▶ WHAT IS EXPECTED
Recast the items below as a two-column CSV with the headers text and answer, one row per item, putting each field in double quotes and turning line breaks into spaces. Begin at the line that has "shirt using the picture above." and stop after the line that has "(1065, 623)".

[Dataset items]

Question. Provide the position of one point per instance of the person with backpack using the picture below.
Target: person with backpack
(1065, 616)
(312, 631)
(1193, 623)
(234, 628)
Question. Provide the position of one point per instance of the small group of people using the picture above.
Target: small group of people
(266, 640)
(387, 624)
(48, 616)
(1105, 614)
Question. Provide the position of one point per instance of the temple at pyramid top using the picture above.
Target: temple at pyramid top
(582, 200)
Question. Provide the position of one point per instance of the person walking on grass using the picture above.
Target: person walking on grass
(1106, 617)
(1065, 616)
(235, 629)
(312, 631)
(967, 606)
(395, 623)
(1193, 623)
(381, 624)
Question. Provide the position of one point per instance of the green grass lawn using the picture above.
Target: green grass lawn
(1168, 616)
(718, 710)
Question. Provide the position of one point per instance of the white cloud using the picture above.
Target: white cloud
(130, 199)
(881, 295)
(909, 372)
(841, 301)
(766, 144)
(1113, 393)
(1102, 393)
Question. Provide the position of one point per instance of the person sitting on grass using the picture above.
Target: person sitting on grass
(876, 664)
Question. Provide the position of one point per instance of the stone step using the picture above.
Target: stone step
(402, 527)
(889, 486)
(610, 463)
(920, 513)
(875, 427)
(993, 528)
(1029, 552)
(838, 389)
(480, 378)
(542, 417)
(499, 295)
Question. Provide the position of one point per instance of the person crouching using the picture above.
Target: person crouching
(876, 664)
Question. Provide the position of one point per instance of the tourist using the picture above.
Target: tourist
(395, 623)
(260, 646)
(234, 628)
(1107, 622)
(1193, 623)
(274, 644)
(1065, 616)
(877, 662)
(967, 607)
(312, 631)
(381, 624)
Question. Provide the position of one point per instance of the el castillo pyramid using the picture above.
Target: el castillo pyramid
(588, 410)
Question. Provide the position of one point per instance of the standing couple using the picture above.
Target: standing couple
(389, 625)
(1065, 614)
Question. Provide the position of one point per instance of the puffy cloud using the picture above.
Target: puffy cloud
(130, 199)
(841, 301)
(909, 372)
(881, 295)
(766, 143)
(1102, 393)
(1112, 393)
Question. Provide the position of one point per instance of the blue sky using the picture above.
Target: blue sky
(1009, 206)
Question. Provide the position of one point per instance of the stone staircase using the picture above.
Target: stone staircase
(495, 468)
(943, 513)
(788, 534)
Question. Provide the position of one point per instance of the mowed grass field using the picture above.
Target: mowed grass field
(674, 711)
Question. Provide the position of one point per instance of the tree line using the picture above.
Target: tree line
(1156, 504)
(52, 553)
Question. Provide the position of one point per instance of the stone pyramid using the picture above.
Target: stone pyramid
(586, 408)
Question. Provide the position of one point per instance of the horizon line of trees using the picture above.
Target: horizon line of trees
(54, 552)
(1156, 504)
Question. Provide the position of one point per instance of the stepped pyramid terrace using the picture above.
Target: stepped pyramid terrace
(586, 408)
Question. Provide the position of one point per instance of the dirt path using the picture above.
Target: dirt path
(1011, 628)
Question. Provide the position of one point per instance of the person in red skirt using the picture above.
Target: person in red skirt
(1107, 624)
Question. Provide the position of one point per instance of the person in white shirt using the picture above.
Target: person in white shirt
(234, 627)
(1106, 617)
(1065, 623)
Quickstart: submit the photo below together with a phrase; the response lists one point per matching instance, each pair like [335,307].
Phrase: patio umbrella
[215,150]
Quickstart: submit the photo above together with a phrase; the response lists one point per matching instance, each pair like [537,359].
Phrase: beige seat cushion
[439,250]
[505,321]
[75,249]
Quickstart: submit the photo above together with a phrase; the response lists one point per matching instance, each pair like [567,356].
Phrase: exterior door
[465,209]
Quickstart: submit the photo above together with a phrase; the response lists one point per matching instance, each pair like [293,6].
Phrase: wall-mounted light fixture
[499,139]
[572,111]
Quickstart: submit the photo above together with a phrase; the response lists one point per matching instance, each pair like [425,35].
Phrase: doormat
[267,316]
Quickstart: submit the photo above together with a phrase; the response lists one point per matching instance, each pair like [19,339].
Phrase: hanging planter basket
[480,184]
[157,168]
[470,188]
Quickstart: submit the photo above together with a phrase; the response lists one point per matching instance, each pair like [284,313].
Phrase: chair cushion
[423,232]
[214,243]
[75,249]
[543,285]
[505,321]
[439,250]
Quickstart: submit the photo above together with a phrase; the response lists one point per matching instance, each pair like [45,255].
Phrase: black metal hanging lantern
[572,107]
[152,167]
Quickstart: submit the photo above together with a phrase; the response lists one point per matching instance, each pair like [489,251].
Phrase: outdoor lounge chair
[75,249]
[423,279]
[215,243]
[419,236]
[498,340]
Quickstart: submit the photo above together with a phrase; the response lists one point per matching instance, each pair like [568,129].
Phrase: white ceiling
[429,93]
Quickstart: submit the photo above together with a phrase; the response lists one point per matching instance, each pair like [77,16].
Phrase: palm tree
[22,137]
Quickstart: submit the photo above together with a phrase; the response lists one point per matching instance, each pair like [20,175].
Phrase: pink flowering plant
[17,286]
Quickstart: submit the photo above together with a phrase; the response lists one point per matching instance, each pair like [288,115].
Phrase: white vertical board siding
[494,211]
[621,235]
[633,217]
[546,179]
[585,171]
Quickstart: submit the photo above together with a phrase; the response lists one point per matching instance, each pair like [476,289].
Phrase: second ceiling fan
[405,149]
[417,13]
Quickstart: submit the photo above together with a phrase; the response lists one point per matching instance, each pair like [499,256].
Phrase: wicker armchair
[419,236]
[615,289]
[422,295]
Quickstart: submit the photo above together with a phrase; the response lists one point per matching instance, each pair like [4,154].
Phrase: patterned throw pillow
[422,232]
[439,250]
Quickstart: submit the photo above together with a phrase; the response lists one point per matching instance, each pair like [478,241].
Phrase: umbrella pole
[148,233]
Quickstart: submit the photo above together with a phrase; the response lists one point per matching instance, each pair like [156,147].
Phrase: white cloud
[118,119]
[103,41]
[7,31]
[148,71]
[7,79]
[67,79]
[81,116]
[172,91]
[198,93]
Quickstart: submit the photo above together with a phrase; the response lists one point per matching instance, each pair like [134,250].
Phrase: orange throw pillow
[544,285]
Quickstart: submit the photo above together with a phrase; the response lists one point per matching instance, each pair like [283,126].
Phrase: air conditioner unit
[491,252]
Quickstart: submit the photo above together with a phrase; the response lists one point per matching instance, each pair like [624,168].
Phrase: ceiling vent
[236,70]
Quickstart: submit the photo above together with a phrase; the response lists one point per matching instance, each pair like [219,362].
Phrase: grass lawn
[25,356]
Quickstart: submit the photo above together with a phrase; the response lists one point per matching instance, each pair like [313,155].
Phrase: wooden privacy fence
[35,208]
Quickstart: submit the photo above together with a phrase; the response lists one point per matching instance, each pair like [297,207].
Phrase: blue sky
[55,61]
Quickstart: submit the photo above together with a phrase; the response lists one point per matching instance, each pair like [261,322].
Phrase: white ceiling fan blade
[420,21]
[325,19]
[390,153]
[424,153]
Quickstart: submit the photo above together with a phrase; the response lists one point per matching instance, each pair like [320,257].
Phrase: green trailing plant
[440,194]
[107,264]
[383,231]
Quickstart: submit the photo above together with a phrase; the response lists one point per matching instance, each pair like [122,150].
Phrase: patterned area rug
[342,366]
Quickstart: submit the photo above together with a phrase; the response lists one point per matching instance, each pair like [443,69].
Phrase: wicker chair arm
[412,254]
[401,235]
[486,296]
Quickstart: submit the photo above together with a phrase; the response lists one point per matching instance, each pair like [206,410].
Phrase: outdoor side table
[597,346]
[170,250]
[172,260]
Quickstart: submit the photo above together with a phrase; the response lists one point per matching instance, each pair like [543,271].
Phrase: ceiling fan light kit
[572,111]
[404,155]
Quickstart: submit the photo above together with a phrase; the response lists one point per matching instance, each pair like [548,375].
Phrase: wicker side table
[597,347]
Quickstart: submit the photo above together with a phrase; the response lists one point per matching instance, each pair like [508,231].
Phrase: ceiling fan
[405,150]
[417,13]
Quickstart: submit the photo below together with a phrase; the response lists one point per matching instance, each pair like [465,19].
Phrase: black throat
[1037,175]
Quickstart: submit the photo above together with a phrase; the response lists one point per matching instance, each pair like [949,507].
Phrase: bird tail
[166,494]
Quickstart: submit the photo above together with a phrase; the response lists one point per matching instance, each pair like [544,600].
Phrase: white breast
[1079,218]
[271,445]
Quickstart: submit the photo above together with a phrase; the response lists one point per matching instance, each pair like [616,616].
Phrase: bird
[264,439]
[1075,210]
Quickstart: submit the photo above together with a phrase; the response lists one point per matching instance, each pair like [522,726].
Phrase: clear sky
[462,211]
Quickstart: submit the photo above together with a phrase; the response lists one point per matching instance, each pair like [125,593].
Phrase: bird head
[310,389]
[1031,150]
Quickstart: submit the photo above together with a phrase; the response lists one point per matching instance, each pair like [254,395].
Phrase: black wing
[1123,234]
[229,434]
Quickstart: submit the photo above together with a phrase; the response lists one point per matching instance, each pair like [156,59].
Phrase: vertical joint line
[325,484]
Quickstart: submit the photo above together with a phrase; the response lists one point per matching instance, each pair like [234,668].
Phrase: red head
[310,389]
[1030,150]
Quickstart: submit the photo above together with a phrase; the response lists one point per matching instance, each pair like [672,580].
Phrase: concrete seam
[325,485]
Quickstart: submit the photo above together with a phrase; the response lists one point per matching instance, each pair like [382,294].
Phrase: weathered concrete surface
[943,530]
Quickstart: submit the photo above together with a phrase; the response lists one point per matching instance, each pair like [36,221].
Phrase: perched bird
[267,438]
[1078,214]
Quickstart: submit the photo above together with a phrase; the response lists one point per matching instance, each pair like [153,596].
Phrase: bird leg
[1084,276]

▶ FINISHED ANSWER
text,answer
"Question. Provide the position of one point per instance of the person in white shirt using the picture above. Target: person in white shirt","(234, 627) (1106, 617) (1065, 623)"